EXCERPT TO READ:
● ● ● ● ● ● ●

Until PSI can develop a more formalized structure, WMD proliferation
priorities dictate that greater emphasis should be placed on other
components of the US nonproliferation toolkit.

First announced by
President Bush in 2003, PSI is an amorphous set of interdiction
activities that aims to foster cooperation among states in order to
prevent illicit trafficking of weapons of mass destruction, related
materials, and delivery systems. States involved in these cooperative
activities share lessons learned, work to enhance interoperability and
communication, and pledge to interdict vessels potentially carrying
illicit materials if given good reason to do so. In order to prepare
states for potential interdictions, countries have used PSI as a forum
to carry out ship-boarding and interdiction exercises. The US has been
particularly active in PSI, having signed several ship-boarding
agreements with other states that allow US agents access to vessels on
the high seas suspected of illicit WMD trafficking.

Despite the
admirable aims of PSI, the initiative has several serious drawbacks.

● ● ● ● ● ● ●

DIRECTION A:
In the PSI excerpt, who first announced PSI, and in what year?
DIRECTION B:
Using the PSI excerpt, explain why countries have carried out ship-boarding and interdiction exercises through PSI.
The listing after this point comes from a separate source and is not part of the PSI excerpt.

COLLECTED DATA:

● ● ● ● ● ● ●

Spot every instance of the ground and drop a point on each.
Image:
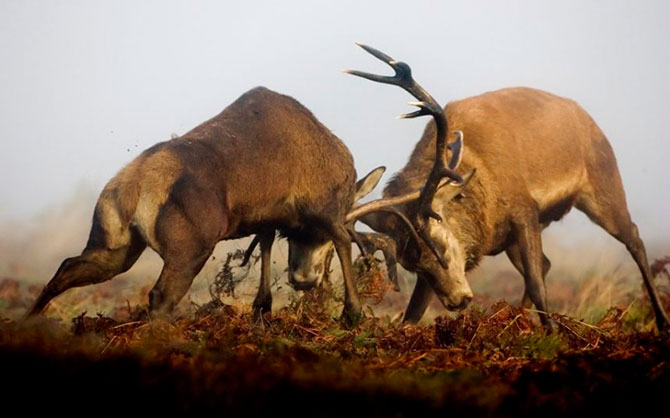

● ● ● ● ● ● ●

FULL ANSWER A:
President Bush first announced PSI in 2003.

FULL ANSWER B:
Countries have used PSI as a forum for ship-boarding and interdiction exercises to prepare states for potential interdictions. This preparation serves the participating states' pledge to interdict vessels that may be carrying illicit materials when there is good reason to do so.